Selected excerpt:
■ ■ ■ ■ ■ ■ ■

Skip to content

CVC-Lab/GRL-SNAM

Repository files navigation

GRL-SNAM: Geometric Reinforcement Learning for Navigation and Mapping

This repository contains the implementation of GRL-SNAM, a geometric reinforcement learning framework for simultaneous navigation and mapping in unknown environments using Hamiltonian mechanics and differential policy optimization.

Overview

GRL-SNAM addresses navigation in unknown environments by:

  • Minimal Mapping: Achieves high-quality navigation using only ~10% environment coverage
  • Hamiltonian Structure: Formulates navigation as energy minimization with symplectic dynamics
  • Multi-Policy Architecture: Decomposes control into sensor, frame, and shape policies operating at different timescales
  • Deformable Robots: Demonstrates hyperelastic ring navigation through narrow gaps and cluttered spaces

Key Features

  • ✅ Feedforward control without Bellman bootstrapping
  • ✅ Physics-informed energy-based policy learning
  • ✅ Online adaptation through contextual Hamiltonian corrections
  • ✅ Radius-aware collision avoidance with IPC barriers
  • ✅ Multi-start robustness training for near-obstacle scenarios

Installation

Requirements

Python >= 3.8
PyTorch >= 2.0
NumPy
imageio
matplotlib

Setup

# Clone the repository
git clone <repository-url>
cd grl-snam

# Install dependencies
pip install torch torchvision numpy imageio matplotlib

# Optional: Install for video generation
pip install imageio-ffmpeg

Repository Structure

.
├── train_coef_energy.py       # Main training script for coefficient network
├── eval_coef_energy.py         # Evaluation and visualization
├── surrogate_robust.py         # Radius-aware surrogate dynamics
├── scripts/
│   ├── ring_dataset_maxmin.py  # Dataset generation utilities
│   ├── spline_stagewise6.py    # Stagewise planner implementation
│   ├── stagewise_dataset.py    # Stagewise episode generator
│   └── ...

■ ■ ■ ■ ■ ■ ■

Exercises:
A: Return the part of the GRL-SNAM README that opens with the words containing "Repository files navigation" and closes with "differential policy optimization.", copied word for word.
B: Recast the GRL-SNAM README paragraph beginning "This repository contains the implementation" as a short list that keeps its main facts.
Work only from the GRL-SNAM README.

■ ■ ■ ■ ■ ■ ■

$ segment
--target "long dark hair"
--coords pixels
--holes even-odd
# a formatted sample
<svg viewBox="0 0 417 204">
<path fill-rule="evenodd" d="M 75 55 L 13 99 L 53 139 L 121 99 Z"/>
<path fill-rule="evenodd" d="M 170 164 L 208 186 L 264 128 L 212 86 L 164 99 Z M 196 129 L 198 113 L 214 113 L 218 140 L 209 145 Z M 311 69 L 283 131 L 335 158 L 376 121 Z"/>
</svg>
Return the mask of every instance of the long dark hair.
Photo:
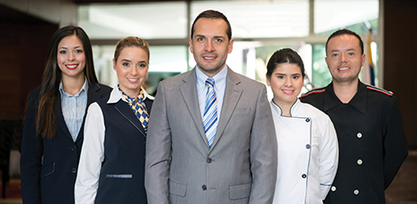
<svg viewBox="0 0 417 204">
<path fill-rule="evenodd" d="M 57 98 L 59 96 L 59 82 L 62 72 L 58 67 L 57 54 L 58 44 L 62 38 L 76 35 L 83 43 L 85 54 L 84 75 L 90 84 L 98 82 L 92 59 L 91 43 L 83 28 L 75 26 L 61 27 L 51 39 L 48 54 L 46 57 L 45 70 L 42 79 L 39 94 L 39 104 L 36 115 L 36 133 L 42 137 L 53 138 L 57 129 Z"/>
</svg>

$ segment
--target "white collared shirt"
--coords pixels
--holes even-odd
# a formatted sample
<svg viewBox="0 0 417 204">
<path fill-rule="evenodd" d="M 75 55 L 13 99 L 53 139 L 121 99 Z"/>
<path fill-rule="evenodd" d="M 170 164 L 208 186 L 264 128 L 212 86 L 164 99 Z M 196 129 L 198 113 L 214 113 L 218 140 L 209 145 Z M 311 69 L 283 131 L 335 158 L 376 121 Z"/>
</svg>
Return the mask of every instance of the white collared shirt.
<svg viewBox="0 0 417 204">
<path fill-rule="evenodd" d="M 200 70 L 197 66 L 195 67 L 195 73 L 197 76 L 197 95 L 199 97 L 200 114 L 201 120 L 203 120 L 204 107 L 206 106 L 206 80 L 208 78 L 204 73 Z M 222 70 L 218 72 L 212 79 L 215 80 L 215 90 L 217 101 L 217 118 L 220 120 L 220 114 L 222 113 L 223 98 L 224 98 L 224 90 L 226 89 L 227 78 L 227 66 L 224 65 Z"/>
<path fill-rule="evenodd" d="M 69 133 L 75 141 L 78 137 L 83 120 L 84 119 L 85 109 L 87 108 L 87 91 L 89 90 L 87 77 L 84 76 L 84 84 L 80 91 L 72 95 L 64 90 L 62 80 L 59 82 L 59 93 L 61 99 L 62 115 Z"/>
<path fill-rule="evenodd" d="M 143 88 L 142 88 L 143 89 Z M 146 98 L 153 99 L 144 90 L 144 100 Z M 122 96 L 117 85 L 113 89 L 107 104 L 115 104 L 122 100 L 128 103 Z M 101 163 L 104 161 L 104 141 L 106 126 L 100 106 L 94 102 L 90 105 L 84 127 L 84 143 L 81 151 L 80 163 L 75 186 L 75 203 L 93 204 L 96 199 L 98 178 L 101 171 Z"/>
</svg>

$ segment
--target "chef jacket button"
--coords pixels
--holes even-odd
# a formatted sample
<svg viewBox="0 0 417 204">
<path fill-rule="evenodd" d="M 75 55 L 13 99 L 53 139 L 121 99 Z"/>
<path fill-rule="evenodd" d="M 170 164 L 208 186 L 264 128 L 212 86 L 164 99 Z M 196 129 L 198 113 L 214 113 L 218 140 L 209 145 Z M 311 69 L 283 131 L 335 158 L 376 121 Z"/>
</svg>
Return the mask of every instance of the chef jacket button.
<svg viewBox="0 0 417 204">
<path fill-rule="evenodd" d="M 332 186 L 332 188 L 330 188 L 330 190 L 332 190 L 332 192 L 335 192 L 336 191 L 336 186 Z"/>
<path fill-rule="evenodd" d="M 358 160 L 358 161 L 356 162 L 358 163 L 358 165 L 362 165 L 362 163 L 364 163 L 364 161 L 361 159 Z"/>
<path fill-rule="evenodd" d="M 360 138 L 360 137 L 362 137 L 362 133 L 360 133 L 360 132 L 358 132 L 358 134 L 356 134 L 356 137 L 358 137 L 358 138 Z"/>
</svg>

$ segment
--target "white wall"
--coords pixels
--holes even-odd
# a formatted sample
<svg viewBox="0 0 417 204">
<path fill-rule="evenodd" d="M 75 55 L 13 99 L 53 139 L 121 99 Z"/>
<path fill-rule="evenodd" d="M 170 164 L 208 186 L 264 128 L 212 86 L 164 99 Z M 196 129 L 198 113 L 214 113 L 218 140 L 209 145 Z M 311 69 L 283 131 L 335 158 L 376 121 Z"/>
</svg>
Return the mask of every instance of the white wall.
<svg viewBox="0 0 417 204">
<path fill-rule="evenodd" d="M 0 0 L 0 4 L 59 27 L 77 22 L 77 5 L 72 0 Z"/>
</svg>

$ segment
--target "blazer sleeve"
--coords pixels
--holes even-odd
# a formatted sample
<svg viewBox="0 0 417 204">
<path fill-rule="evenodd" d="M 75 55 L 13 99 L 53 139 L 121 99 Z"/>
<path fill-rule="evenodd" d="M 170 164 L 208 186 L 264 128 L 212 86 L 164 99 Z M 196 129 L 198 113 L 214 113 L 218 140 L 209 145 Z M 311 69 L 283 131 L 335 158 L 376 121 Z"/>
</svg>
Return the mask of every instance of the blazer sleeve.
<svg viewBox="0 0 417 204">
<path fill-rule="evenodd" d="M 93 204 L 96 199 L 101 163 L 104 161 L 105 131 L 101 108 L 98 103 L 92 103 L 85 118 L 84 143 L 74 190 L 76 204 Z"/>
<path fill-rule="evenodd" d="M 25 204 L 41 203 L 40 180 L 43 143 L 42 137 L 36 135 L 35 118 L 38 98 L 38 91 L 30 92 L 23 126 L 20 185 L 22 200 Z"/>
<path fill-rule="evenodd" d="M 168 204 L 171 132 L 162 82 L 157 92 L 146 137 L 145 188 L 149 204 Z"/>
<path fill-rule="evenodd" d="M 250 138 L 252 189 L 249 203 L 272 203 L 277 180 L 278 143 L 264 85 L 256 97 Z"/>
<path fill-rule="evenodd" d="M 336 130 L 330 118 L 326 115 L 321 130 L 321 142 L 319 153 L 319 175 L 320 177 L 321 200 L 326 196 L 332 186 L 336 176 L 339 163 L 339 144 L 337 142 Z"/>
<path fill-rule="evenodd" d="M 396 98 L 385 116 L 382 131 L 384 186 L 387 189 L 408 155 L 403 115 Z"/>
</svg>

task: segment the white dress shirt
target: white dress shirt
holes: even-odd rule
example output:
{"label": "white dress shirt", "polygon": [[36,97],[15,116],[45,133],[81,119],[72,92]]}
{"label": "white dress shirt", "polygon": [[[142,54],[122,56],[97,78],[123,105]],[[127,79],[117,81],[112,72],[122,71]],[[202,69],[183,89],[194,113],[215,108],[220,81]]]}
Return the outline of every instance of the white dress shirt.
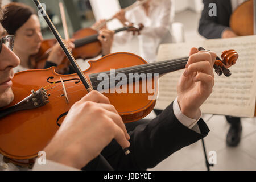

■ ■ ■ ■ ■ ■ ■

Answers to the tasks:
A:
Repository files navigation

GRL-SNAM: Geometric Reinforcement Learning for Navigation and Mapping

This repository contains the implementation of GRL-SNAM, a geometric reinforcement learning framework for simultaneous navigation and mapping in unknown environments using Hamiltonian mechanics and differential policy optimization.

B:
- Implements GRL-SNAM, a geometric reinforcement learning framework
- Purpose: simultaneous navigation and mapping in unknown environments
- Methods: Hamiltonian mechanics and differential policy optimization